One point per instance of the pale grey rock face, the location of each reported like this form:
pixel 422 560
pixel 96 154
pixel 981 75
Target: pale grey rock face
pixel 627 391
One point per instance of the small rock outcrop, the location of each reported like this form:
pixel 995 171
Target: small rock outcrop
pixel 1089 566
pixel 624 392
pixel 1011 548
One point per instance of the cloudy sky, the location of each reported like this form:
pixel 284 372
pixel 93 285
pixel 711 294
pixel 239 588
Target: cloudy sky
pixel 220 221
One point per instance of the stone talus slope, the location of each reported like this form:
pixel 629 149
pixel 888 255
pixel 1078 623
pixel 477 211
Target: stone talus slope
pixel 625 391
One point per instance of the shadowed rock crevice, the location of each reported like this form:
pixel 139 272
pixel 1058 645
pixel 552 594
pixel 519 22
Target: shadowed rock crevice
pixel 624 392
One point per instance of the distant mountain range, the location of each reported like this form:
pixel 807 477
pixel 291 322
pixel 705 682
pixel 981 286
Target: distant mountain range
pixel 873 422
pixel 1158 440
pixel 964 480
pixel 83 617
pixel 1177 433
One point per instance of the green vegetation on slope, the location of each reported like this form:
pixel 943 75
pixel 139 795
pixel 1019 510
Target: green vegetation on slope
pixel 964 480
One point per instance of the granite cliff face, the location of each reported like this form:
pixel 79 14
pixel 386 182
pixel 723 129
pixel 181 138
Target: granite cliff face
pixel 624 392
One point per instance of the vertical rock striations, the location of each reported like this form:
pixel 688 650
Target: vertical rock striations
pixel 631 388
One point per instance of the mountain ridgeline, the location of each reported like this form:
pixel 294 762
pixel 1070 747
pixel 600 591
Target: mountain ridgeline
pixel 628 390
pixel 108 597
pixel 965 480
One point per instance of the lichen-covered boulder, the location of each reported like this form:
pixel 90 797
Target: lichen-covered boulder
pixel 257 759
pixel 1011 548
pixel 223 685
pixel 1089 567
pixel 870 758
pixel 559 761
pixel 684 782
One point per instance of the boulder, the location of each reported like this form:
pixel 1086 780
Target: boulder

================================

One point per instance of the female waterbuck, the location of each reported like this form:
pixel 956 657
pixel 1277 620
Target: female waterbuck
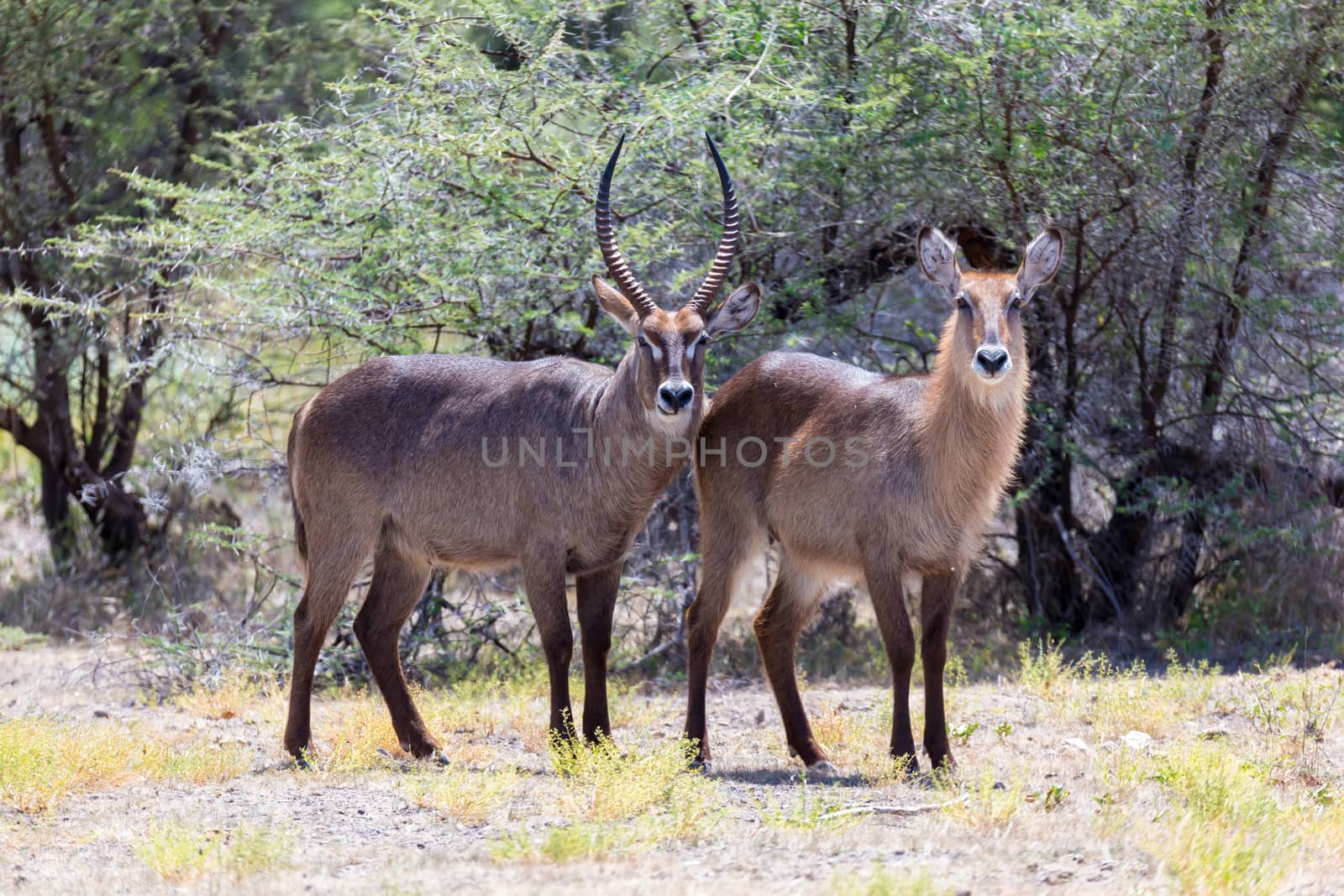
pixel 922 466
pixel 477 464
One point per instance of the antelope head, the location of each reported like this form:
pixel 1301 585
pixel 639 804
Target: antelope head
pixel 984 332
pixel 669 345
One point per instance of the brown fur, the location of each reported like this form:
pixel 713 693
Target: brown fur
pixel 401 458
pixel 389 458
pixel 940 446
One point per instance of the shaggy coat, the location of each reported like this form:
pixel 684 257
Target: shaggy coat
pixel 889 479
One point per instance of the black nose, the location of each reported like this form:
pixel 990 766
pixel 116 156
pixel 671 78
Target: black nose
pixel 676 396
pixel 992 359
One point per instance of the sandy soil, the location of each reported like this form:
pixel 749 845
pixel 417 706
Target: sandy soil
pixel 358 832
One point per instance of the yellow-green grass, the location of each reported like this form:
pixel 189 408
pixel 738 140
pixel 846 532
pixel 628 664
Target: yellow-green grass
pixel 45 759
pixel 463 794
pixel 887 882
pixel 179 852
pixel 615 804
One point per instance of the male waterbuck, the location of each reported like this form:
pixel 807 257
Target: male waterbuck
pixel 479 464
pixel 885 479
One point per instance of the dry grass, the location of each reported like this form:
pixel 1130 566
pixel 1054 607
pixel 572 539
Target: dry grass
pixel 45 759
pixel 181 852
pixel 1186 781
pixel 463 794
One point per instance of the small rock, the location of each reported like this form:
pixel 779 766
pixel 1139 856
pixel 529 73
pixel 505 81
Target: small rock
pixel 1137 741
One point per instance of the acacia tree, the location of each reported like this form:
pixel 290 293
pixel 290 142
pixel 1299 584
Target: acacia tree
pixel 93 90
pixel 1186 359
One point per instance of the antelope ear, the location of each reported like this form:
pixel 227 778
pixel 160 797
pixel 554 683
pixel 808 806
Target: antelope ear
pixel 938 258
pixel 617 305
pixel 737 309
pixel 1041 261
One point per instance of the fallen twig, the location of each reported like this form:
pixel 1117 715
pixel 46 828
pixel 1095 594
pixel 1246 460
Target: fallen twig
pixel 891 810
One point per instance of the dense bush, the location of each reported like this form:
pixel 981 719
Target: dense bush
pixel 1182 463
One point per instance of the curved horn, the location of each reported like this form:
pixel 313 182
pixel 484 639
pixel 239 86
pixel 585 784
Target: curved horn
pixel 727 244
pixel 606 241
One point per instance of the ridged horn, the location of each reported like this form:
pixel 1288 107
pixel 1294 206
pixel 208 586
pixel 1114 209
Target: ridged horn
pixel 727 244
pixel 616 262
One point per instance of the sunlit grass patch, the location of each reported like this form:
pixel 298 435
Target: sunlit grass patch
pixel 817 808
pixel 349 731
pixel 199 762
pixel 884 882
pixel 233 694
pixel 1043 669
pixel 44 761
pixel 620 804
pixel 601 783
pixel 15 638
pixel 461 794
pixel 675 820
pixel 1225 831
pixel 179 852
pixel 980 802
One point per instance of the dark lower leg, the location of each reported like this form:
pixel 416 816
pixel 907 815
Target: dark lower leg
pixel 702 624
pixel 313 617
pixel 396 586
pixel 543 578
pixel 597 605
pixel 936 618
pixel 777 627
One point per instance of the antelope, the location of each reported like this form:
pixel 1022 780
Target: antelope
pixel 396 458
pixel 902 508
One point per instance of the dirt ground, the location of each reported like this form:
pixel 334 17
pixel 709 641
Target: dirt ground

================================

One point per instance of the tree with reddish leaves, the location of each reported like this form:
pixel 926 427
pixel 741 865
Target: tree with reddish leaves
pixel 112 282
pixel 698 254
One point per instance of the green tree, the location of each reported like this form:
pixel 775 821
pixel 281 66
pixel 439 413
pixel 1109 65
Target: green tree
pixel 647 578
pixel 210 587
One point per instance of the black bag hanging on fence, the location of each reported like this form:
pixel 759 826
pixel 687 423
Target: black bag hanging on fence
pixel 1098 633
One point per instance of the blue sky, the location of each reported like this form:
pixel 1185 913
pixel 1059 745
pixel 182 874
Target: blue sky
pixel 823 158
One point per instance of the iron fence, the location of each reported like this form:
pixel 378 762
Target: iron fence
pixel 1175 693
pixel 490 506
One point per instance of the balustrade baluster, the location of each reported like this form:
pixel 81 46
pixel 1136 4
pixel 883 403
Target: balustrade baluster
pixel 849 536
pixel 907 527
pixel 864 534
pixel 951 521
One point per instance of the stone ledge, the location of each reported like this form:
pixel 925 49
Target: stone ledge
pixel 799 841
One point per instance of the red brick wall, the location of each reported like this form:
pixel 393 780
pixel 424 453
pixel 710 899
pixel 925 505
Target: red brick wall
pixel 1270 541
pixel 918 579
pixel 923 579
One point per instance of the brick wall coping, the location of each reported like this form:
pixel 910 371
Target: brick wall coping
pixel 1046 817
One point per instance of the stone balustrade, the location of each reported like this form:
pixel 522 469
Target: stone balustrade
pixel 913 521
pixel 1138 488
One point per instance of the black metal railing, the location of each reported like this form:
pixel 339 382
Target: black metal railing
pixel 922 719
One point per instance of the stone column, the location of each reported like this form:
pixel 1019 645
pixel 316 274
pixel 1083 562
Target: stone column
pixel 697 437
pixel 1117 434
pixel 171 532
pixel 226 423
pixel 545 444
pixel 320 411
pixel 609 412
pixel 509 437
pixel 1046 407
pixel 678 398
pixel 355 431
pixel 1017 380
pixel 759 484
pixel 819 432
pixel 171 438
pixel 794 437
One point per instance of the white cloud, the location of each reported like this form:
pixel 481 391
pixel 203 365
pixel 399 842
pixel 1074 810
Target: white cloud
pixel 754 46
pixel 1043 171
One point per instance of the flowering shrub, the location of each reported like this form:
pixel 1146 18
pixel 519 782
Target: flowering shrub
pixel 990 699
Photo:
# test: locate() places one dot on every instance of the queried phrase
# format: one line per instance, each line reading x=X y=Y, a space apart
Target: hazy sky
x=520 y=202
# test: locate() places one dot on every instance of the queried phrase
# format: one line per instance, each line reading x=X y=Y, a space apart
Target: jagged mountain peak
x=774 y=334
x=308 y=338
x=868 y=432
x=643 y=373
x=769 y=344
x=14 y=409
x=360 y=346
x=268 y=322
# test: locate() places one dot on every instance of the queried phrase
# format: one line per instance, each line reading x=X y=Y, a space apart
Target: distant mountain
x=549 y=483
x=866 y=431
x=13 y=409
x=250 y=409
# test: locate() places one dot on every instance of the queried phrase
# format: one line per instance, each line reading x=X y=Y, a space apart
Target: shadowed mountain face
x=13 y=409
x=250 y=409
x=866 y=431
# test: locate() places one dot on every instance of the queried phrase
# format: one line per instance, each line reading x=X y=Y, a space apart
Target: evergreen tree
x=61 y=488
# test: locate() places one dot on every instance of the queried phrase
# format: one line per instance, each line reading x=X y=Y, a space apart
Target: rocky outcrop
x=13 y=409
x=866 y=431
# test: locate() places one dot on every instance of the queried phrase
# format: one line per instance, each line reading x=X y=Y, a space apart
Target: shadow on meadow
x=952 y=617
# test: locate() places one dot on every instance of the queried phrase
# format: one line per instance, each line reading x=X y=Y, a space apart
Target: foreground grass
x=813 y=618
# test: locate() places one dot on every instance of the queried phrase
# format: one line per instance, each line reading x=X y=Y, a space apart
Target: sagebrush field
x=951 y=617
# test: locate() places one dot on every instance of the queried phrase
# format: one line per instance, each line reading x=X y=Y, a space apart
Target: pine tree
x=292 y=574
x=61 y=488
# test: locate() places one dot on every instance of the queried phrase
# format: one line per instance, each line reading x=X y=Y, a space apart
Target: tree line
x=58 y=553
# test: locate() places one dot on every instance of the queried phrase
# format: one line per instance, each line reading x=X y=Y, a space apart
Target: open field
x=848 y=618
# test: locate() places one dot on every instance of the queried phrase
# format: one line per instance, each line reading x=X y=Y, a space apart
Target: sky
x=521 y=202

================================

## The request
Locate every line in the data above that contains the string "hanging" and copy each of those lines in full.

## Expected output
One point per instance of the black bag hanging on fence, the location of each reported like this form:
Target: black bag hanging on fence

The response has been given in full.